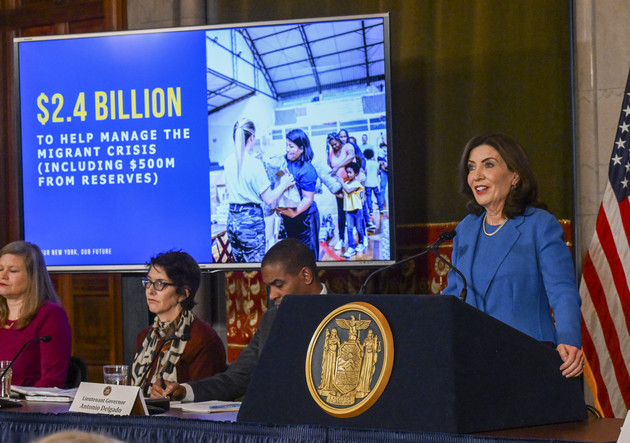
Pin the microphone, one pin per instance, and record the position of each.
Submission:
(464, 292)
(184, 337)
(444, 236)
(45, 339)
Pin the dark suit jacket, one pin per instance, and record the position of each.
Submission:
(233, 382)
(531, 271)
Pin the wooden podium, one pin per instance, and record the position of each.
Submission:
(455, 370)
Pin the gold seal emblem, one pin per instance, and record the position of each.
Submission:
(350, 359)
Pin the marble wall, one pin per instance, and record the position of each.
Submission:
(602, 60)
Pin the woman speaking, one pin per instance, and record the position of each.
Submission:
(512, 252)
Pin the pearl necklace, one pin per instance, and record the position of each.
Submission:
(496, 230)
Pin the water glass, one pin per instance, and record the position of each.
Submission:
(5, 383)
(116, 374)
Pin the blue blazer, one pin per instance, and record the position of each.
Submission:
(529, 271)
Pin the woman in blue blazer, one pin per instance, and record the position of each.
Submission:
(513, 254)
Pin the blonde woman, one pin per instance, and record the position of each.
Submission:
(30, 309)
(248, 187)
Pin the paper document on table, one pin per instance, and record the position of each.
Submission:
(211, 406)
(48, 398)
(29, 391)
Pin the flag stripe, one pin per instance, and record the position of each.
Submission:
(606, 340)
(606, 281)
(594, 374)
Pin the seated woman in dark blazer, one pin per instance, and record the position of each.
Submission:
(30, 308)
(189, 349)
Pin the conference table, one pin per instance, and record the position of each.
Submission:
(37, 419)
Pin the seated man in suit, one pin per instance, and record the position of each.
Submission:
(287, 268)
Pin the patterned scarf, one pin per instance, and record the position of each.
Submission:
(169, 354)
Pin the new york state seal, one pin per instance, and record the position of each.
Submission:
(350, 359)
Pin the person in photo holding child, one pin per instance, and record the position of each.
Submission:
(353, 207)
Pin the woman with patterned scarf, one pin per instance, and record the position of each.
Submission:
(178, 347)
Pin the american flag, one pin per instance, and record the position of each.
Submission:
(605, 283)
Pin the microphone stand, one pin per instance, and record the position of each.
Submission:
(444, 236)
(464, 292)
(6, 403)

........

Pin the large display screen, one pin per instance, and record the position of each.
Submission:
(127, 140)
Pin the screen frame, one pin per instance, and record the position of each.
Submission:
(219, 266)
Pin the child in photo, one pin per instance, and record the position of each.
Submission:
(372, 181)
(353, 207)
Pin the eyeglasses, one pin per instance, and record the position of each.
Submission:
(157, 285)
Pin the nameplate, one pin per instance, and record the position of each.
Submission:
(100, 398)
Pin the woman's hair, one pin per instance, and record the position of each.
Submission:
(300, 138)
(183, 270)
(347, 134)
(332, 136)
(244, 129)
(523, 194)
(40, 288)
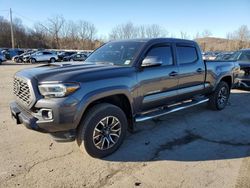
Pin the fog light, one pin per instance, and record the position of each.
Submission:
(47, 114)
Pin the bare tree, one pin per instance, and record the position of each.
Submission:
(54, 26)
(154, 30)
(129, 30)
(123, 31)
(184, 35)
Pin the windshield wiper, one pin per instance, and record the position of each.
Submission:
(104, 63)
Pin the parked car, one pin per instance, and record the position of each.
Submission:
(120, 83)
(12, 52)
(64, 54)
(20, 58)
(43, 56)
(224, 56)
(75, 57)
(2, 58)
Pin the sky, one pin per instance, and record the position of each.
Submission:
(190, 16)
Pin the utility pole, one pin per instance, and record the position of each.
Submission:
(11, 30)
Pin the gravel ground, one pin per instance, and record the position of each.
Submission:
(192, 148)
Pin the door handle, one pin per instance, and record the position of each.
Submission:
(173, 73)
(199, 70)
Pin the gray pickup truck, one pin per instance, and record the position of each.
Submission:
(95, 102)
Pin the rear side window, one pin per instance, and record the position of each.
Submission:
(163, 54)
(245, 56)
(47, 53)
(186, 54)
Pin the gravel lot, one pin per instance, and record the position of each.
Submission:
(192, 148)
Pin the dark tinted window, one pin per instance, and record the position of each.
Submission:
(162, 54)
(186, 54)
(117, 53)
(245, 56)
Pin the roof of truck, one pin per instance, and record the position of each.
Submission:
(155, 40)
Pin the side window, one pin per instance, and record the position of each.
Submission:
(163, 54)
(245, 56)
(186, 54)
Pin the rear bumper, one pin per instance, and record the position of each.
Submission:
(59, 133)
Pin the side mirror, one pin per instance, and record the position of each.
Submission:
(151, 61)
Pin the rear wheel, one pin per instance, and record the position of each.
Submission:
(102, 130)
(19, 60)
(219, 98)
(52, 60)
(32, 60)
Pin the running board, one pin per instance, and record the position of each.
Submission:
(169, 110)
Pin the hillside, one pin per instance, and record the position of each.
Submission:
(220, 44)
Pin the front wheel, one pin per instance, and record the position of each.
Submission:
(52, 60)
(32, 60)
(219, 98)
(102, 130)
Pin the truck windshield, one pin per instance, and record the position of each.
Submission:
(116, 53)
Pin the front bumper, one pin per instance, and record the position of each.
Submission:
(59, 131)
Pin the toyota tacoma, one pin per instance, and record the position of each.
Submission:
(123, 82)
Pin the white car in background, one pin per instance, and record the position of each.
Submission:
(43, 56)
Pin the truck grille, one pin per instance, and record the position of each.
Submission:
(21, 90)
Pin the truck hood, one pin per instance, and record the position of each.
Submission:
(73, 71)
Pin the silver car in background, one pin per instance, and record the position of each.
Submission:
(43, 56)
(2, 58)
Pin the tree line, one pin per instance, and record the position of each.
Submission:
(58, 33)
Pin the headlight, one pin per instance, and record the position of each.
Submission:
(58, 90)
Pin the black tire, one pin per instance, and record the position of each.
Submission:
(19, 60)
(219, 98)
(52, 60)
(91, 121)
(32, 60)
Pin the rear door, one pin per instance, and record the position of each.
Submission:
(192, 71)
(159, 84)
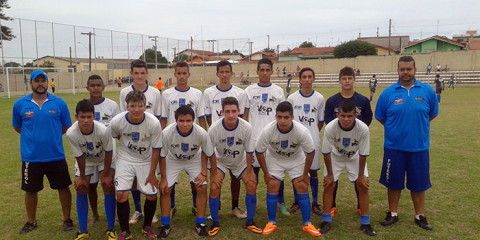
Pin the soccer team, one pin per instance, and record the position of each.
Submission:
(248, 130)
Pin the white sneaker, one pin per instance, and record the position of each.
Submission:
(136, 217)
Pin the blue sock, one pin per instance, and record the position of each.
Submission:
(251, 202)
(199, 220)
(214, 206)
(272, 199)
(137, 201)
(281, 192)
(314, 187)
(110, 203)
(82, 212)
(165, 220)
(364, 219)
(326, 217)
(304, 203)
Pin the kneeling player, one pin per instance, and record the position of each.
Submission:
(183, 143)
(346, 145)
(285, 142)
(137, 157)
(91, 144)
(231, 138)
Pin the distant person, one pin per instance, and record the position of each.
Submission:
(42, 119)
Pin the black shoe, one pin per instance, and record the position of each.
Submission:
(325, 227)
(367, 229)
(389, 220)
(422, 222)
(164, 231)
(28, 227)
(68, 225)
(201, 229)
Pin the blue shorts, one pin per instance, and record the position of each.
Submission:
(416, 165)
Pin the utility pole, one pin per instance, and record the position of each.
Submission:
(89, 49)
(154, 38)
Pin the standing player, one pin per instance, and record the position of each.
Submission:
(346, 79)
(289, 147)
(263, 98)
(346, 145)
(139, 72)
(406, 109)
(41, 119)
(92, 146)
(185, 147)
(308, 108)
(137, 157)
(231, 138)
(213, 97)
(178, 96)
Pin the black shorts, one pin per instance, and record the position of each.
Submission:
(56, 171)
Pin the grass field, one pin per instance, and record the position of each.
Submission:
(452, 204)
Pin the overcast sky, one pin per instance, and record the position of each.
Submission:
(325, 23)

........

Activity: Copy out only the lines of the records above from the one with "Pin the roof" through the one with "Pin the rear wheel, one", exactly as they stand, both included.

Expected answer:
Pin the roof of truck, one pin per instance, and record the position of each.
Submission:
(155, 40)
Pin the side window, one pin per instance, and record the position of each.
Submission:
(163, 54)
(245, 56)
(186, 54)
Pin the rear bumper, one pin per instance, and record the position of each.
Submission:
(59, 133)
Pin the side mirror, one pin per instance, and record the position of each.
Submission:
(151, 61)
Pin the rear wheel, one pin per instance, and record the position of each.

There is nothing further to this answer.